- [TASK SET]
1. Name the diseases whose antigens were first used in the vaccine work described on the viral vector podcast page.
2. Return the stretch of the viral vector podcast page from "Sarah Gilbert" through "for clinical trials.", copied word for word.
3. Using the viral vector podcast page, decide whether each statement is correct and quote the words that settle it: (a) The vaccine work has been going on for more than fifteen years. (b) Recombinant MVA was used to prime the response. (c) The University's Clinical Biomanufacturing Facility can produce recombinant adenoviruses to GMP.

(Beginning of PROVIDED PASSAGE)

Podcast 'Viral vectored vaccine development'


Sarah Gilbert

Professor of Vaccinology

For more than fifteen years we have been making and testing vaccines designed to induce T cell responses to the antigens we encode, initially using antigens from malaria, influenza and tuberculosis. We have had most success with heterologous prime-boost regimes using either a DNA vaccine or recombinant fowlpox or adenovirus to prime a response and recombinant MVA (Modified Vaccinia Ankara) to boost it.

Recombinant adenoviruses for clinical trials can now be produced to GMP by the University's Clinical Biomanufacturing Facility. Staff at the CBF work closely with academics to prepare batches of new vaccines for clinical trials.

(End of PROVIDED PASSAGE)
(Beginning of RECORD SET)

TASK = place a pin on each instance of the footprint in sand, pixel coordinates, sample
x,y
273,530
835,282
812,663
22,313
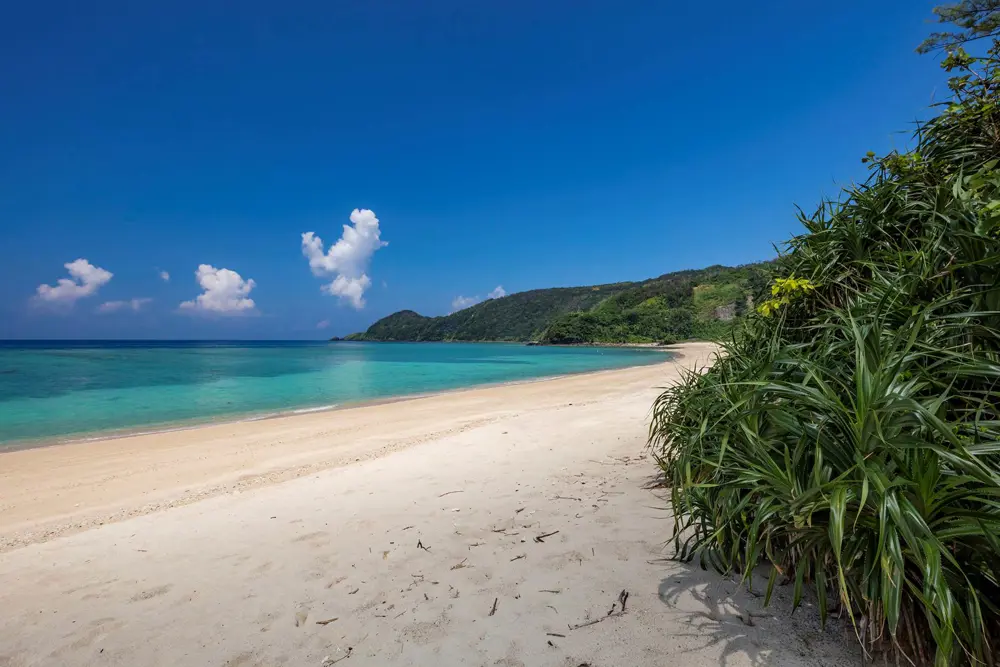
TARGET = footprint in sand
x,y
316,539
151,593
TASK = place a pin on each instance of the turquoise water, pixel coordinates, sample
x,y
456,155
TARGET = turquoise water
x,y
52,391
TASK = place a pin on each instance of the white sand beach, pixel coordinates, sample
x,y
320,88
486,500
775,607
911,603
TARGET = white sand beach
x,y
408,533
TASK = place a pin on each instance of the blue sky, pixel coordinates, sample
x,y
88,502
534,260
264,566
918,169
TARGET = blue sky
x,y
516,144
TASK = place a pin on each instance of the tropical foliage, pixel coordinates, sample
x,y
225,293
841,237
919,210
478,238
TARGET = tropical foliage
x,y
849,432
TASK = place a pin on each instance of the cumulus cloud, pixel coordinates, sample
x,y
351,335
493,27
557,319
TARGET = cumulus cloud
x,y
347,260
85,279
225,292
463,302
132,304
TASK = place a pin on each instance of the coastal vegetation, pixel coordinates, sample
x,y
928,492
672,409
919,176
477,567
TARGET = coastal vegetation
x,y
694,304
848,435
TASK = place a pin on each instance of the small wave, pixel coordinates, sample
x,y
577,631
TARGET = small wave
x,y
321,408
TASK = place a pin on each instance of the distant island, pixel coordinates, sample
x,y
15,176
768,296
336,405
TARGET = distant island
x,y
701,304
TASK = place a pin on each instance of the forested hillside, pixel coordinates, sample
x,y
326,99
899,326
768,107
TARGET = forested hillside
x,y
701,303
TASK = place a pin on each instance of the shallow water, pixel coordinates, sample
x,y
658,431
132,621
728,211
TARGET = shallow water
x,y
61,390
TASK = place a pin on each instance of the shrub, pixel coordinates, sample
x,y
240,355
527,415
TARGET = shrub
x,y
849,434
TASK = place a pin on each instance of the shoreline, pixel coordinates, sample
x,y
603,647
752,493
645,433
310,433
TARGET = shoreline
x,y
491,526
65,488
84,437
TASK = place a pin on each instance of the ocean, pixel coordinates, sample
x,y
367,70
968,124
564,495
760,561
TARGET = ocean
x,y
56,391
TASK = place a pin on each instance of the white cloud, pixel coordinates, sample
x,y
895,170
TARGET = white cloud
x,y
226,292
348,258
85,279
132,304
463,302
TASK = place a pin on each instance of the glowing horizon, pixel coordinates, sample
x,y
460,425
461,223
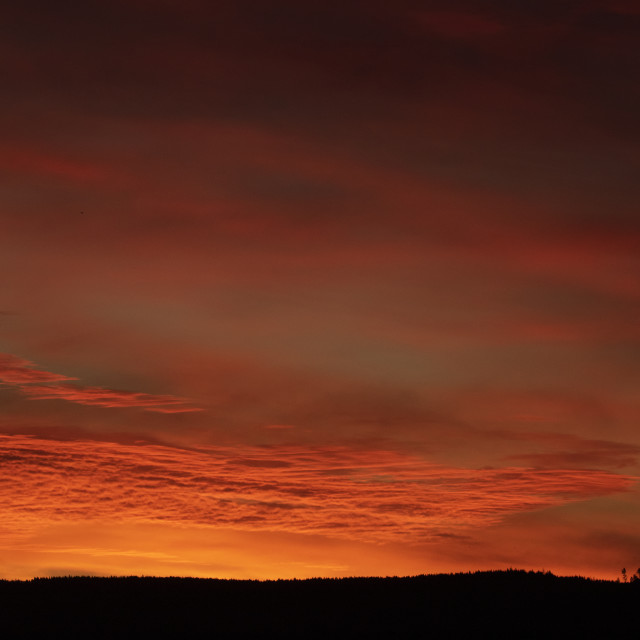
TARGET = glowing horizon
x,y
294,290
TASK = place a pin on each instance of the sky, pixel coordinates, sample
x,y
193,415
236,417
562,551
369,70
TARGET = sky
x,y
294,289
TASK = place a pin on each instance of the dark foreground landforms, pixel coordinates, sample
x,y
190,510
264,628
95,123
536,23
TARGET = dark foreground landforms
x,y
497,604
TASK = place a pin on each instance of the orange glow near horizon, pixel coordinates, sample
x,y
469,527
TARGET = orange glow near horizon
x,y
319,288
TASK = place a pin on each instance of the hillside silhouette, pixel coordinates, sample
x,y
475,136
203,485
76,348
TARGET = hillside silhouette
x,y
495,604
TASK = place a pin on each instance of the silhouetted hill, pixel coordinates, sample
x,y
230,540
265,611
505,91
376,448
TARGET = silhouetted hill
x,y
496,604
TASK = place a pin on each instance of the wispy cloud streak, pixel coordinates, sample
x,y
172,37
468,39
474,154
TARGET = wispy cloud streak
x,y
44,385
355,494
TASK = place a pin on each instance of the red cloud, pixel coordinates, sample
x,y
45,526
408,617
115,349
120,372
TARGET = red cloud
x,y
17,371
98,396
354,494
25,376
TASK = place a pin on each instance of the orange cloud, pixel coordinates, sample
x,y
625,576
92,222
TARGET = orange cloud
x,y
17,371
23,374
365,495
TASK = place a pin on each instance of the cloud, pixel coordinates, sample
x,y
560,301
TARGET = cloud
x,y
366,495
24,375
17,371
569,451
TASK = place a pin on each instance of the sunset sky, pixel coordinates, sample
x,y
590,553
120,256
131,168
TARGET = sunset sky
x,y
297,288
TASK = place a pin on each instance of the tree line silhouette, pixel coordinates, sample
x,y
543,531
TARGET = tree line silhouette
x,y
493,604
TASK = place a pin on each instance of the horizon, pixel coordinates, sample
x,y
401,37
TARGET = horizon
x,y
319,289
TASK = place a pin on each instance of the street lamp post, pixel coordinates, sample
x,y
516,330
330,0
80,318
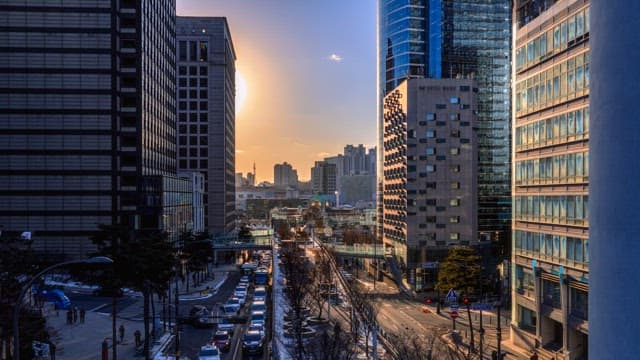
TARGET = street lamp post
x,y
27,286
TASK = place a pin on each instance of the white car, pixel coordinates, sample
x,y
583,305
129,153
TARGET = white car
x,y
209,352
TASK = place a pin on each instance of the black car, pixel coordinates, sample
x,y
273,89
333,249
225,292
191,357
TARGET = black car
x,y
252,342
108,292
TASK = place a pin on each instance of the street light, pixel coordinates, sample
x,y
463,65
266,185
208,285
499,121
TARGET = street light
x,y
27,286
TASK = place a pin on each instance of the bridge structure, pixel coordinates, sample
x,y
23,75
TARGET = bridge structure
x,y
263,239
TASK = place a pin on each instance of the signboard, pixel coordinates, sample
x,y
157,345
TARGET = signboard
x,y
430,265
482,307
452,296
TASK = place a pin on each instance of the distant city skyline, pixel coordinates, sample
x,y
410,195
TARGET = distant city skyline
x,y
303,79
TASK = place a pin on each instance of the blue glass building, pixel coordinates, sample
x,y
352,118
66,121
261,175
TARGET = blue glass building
x,y
451,39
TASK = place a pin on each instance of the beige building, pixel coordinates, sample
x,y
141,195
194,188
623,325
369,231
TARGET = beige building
x,y
551,178
430,170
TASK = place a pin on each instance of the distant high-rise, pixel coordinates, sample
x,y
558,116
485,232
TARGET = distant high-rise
x,y
450,39
87,110
206,113
430,184
323,178
285,175
550,255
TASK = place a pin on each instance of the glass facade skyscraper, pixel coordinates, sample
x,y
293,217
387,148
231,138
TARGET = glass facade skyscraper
x,y
87,110
450,39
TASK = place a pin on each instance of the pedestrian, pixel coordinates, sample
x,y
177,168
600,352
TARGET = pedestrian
x,y
121,332
138,337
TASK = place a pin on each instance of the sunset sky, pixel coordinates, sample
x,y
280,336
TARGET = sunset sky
x,y
310,72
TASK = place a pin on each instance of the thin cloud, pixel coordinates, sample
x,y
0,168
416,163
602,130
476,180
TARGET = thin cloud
x,y
334,57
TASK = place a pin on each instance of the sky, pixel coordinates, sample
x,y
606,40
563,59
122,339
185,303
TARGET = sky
x,y
310,72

(End of RECORD SET)

- [ANSWERS BY TASK]
1. Malaria, influenza, tuberculosis

2.
Sarah Gilbert

Professor of Vaccinology

For more than fifteen years we have been making and testing vaccines designed to induce T cell responses to the antigens we encode, initially using antigens from malaria, influenza and tuberculosis. We have had most success with heterologous prime-boost regimes using either a DNA vaccine or recombinant fowlpox or adenovirus to prime a response and recombinant MVA (Modified Vaccinia Ankara) to boost it.

Recombinant adenoviruses for clinical trials can now be produced to GMP by the University's Clinical Biomanufacturing Facility. Staff at the CBF work closely with academics to prepare batches of new vaccines for clinical trials.

3.
(a) Yes: "For more than fifteen years we have been making and testing vaccines"
(b) No: "recombinant MVA (Modified Vaccinia Ankara) to boost it"
(c) Yes: "Recombinant adenoviruses for clinical trials can now be produced to GMP by the University's Clinical Biomanufacturing Facility"